_Aim_. Lines before the one containing "# point at: the diagonal" are excluded; reproduce that line and all lines after it in the entries below, exactly.

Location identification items
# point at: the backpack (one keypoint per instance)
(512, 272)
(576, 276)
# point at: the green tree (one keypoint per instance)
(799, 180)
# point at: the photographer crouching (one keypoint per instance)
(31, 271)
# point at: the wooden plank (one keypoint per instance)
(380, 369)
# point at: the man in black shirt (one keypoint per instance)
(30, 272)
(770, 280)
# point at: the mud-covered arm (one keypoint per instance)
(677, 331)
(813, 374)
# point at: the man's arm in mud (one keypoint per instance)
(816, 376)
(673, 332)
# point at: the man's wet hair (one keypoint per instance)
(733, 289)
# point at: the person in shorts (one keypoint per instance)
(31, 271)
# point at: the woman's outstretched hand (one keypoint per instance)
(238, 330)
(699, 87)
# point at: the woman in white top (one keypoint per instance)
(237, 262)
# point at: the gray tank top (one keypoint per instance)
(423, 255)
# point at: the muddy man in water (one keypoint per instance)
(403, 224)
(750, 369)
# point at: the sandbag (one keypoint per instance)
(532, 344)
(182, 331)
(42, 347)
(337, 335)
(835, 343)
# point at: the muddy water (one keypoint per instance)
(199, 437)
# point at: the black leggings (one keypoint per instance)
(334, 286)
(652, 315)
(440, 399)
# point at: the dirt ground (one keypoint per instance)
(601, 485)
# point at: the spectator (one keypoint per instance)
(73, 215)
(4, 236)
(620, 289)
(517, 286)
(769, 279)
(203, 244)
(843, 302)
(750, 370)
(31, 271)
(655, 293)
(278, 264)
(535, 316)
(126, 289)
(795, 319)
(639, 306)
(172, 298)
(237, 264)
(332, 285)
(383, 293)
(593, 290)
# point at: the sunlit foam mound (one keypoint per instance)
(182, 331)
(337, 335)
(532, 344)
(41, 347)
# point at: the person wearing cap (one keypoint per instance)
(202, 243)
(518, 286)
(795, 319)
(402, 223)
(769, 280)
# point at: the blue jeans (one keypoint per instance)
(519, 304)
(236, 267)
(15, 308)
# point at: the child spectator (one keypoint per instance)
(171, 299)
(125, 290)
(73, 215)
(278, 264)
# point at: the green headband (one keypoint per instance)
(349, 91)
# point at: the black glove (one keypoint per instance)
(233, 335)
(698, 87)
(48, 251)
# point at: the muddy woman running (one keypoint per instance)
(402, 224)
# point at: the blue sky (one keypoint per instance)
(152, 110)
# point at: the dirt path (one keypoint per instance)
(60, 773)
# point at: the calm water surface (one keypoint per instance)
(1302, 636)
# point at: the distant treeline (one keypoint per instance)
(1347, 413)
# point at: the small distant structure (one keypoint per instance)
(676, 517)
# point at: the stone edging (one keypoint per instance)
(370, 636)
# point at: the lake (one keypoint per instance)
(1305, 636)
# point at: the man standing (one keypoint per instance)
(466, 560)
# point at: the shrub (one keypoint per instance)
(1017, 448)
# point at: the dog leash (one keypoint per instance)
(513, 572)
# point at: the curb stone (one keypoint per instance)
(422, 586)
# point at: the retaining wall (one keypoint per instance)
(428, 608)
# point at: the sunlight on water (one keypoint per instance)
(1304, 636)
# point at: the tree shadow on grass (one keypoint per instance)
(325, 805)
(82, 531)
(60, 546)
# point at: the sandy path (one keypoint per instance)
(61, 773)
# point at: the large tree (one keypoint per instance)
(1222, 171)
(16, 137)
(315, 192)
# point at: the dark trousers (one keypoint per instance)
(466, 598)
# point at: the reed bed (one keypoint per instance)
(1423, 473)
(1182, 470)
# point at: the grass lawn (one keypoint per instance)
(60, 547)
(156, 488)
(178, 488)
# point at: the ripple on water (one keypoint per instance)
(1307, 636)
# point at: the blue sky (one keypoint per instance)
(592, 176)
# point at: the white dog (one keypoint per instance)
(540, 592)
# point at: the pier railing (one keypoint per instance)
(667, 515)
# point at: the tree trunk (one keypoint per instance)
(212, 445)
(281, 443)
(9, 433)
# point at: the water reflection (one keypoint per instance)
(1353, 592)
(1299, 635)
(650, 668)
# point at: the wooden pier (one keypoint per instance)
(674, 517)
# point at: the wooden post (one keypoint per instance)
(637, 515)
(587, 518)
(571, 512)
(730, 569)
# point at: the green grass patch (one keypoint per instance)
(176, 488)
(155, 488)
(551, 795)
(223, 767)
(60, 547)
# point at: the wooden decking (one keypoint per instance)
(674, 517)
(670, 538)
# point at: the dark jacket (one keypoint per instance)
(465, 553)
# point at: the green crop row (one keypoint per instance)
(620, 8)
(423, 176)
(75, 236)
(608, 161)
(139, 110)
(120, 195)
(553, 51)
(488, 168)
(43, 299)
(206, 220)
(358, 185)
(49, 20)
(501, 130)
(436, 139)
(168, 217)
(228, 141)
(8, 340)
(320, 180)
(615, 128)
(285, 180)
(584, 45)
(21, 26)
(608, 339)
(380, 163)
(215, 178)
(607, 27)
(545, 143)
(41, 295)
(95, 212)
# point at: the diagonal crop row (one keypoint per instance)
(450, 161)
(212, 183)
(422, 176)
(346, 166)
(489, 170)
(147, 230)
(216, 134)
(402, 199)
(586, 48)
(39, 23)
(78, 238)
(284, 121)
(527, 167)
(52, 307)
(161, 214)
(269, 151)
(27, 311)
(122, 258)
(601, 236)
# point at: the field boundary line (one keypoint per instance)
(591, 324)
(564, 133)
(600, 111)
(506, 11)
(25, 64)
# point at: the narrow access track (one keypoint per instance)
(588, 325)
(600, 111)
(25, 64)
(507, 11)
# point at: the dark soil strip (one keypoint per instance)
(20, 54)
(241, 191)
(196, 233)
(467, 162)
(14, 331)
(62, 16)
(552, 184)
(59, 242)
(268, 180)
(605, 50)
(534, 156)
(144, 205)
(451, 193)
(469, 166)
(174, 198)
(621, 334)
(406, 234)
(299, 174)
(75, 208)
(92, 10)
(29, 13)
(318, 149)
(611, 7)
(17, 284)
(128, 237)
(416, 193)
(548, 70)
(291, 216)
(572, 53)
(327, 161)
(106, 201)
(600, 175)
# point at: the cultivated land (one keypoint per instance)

_Task answer_.
# point at: the diagonal crop row (one keypoint per instance)
(450, 161)
(212, 183)
(422, 176)
(346, 166)
(489, 170)
(147, 230)
(216, 134)
(402, 199)
(586, 48)
(39, 23)
(78, 238)
(284, 121)
(527, 167)
(52, 307)
(161, 214)
(269, 151)
(27, 311)
(122, 258)
(601, 236)
# point at: the field boundary line (one keypoint per instance)
(591, 324)
(564, 133)
(600, 111)
(506, 11)
(25, 64)
# point at: the narrow access track (one keypoint per instance)
(588, 325)
(600, 111)
(25, 64)
(507, 11)
# point at: the dark soil strip (one keypoint per instance)
(20, 54)
(241, 191)
(196, 233)
(467, 162)
(14, 331)
(62, 16)
(552, 184)
(59, 242)
(268, 180)
(605, 50)
(534, 156)
(144, 205)
(451, 193)
(469, 166)
(174, 198)
(621, 334)
(406, 234)
(299, 174)
(75, 208)
(92, 10)
(29, 13)
(318, 149)
(611, 7)
(17, 284)
(128, 237)
(416, 193)
(548, 70)
(291, 216)
(572, 53)
(327, 161)
(106, 201)
(600, 175)
# point at: the cultivated land (one keypoint per instance)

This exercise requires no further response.